Brief 1> Using the text on near-duplicate document detection, decide whether each statement agrees with it: (a) with r=0.7 and k=400, CPU time fell from 1 921 s to 273 s; (b) cosine similarity is one of the key words; (c) the introduction names plagiarism as one source of duplication. Give yes or no for each, quoting the words that settle it.
Brief 2> Continue the text on near-duplicate document detection, starting after its last sentence.
(Selected text)
J. Cent. South Univ. (2012) 19: 2231-2237
DOI: 10.1007/s11771-012-1267-z
Near-duplicate document detection with improved similarity measurement
YUAN Xin-pan(袁鑫攀), LONG Jun(龙军), ZHANG Zu-ping(张祖平), GUI Wei-hua(桂卫华)
School of Information Science and Engineering, Central South University, Changsha 410083, China
? Central South University Press and Springer-Verlag Berlin Heidelberg 2012
Abstract: To quickly find documents with high similarity in existing documentation sets, fingerprint group merging retrieval algorithm is proposed to address both sides of the problem: a given similarity threshold could not be too low and fewer fingerprints could lead to low accuracy. It can be proved that the efficiency of similarity retrieval is improved by fingerprint group merging retrieval algorithm with lower similarity threshold. Experiments with the lower similarity threshold r=0.7 and high fingerprint bits k=400 demonstrate that the CPU time-consuming cost decreases from 1 921 s to 273 s. Theoretical analysis and experimental results verify the effectiveness of this method.
Key words: similarity estimation; near-duplicate document detection; fingerprint group; Hamming distance; minwise hashing
1 Introduction
Explosive information growth of Web leads to a huge amount of similar information on the Web. These similar documents consumed a lot of storage and computation resources and reduce the efficiency of web search engines. Some duplications come from plagiarism and illegal proliferation. Near-duplicate document detection in intellectual property protection and information retrieval has important applications and plays an important role in efficient information assessment.
(End Selected text)
(Source material)
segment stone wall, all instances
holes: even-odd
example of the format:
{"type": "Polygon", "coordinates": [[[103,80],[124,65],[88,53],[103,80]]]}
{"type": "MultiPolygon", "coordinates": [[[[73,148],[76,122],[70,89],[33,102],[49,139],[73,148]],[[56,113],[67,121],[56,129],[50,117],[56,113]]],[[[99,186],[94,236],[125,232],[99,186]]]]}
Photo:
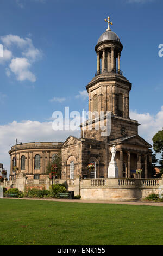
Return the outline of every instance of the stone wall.
{"type": "MultiPolygon", "coordinates": [[[[15,181],[4,181],[1,186],[17,187],[24,191],[26,188],[49,189],[52,181],[45,179],[27,180],[22,174],[15,181]]],[[[55,180],[54,184],[66,183],[69,191],[80,194],[82,200],[105,201],[130,201],[141,200],[152,193],[158,194],[159,187],[163,186],[162,179],[85,179],[55,180]]]]}

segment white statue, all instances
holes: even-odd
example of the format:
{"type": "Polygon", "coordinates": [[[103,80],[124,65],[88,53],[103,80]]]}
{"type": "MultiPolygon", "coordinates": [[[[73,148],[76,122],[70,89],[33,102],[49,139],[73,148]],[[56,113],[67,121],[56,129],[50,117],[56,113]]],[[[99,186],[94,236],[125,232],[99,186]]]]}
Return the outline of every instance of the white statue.
{"type": "Polygon", "coordinates": [[[108,178],[114,178],[118,177],[118,168],[117,163],[115,160],[116,153],[115,145],[114,145],[111,150],[111,159],[108,166],[108,178]]]}
{"type": "Polygon", "coordinates": [[[112,148],[111,150],[111,162],[115,162],[115,155],[116,153],[116,149],[115,148],[115,145],[113,145],[113,147],[112,148]]]}

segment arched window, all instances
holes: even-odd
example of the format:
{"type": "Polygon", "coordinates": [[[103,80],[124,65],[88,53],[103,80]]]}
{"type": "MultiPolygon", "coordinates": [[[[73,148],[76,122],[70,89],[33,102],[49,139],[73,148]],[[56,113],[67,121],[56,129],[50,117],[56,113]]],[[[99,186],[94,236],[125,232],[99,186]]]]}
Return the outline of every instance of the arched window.
{"type": "Polygon", "coordinates": [[[13,159],[12,159],[12,164],[13,164],[13,167],[15,166],[15,157],[14,156],[13,159]]]}
{"type": "Polygon", "coordinates": [[[70,164],[70,179],[74,178],[74,162],[72,161],[70,164]]]}
{"type": "Polygon", "coordinates": [[[25,170],[25,161],[26,157],[24,156],[21,156],[21,169],[25,170]]]}
{"type": "Polygon", "coordinates": [[[98,111],[98,97],[97,94],[95,94],[93,96],[93,112],[94,111],[98,111]]]}
{"type": "Polygon", "coordinates": [[[58,157],[58,155],[57,154],[54,154],[52,157],[52,161],[53,162],[56,159],[56,158],[58,157]]]}
{"type": "Polygon", "coordinates": [[[36,155],[35,156],[35,169],[40,169],[40,155],[36,155]]]}
{"type": "Polygon", "coordinates": [[[91,171],[91,178],[96,179],[96,163],[93,161],[91,162],[91,163],[93,163],[95,164],[95,168],[91,171]]]}
{"type": "Polygon", "coordinates": [[[118,109],[121,111],[123,111],[123,94],[122,93],[120,93],[119,94],[118,97],[118,109]]]}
(End Source material)
Result 1>
(a) Yes: "the CPU time-consuming cost decreases from 1 921 s to 273 s"
(b) No: "Key words: similarity estimation; near-duplicate document detection; fingerprint group; Hamming distance; minwise hashing"
(c) Yes: "Some duplications come from plagiarism and illegal proliferation."

Result 2>
The purpose of this system is to avoid near-duplicate submissions (e.g., a financed proposal might be resubmitted without considerable modification). With rapid increment in the number of financed projects, the size of project collection might reach several millions. For such a large text collection, minwise hashing [1-3] is a mature and stable document similarity estimation technique. Minwise hashing converts the set intersection problem into the probability of occurrence of an event to estimate the similarity between the documents through a large number of experiments. As a general technique for estimating set similarity, minwise hashing has been applied to a wide range of applications, for example, duplicate web pages removal [2-3], wireless sensor networks [4], community extraction and classification in the Web graph [5], text reuse in the Web [6], Web graph compression [7] and so on. Due to its wide adoption, minwise hashing has undergone considerable theoretical and methodological developments [8-15].
Two near documents can be easily detected by common similarity estimation algorithms. However, difficulty may rise as the number of documents to be detected is enormous. A near-duplicate documents system faces a number of challenges. First and foremost is the issue of scale: millions of project documents. Second, the system should be able to detect the rapidly increased number of newly added projects per year. So the decision to mark a newly project document as a near-duplicate of an existing document should be made quickly.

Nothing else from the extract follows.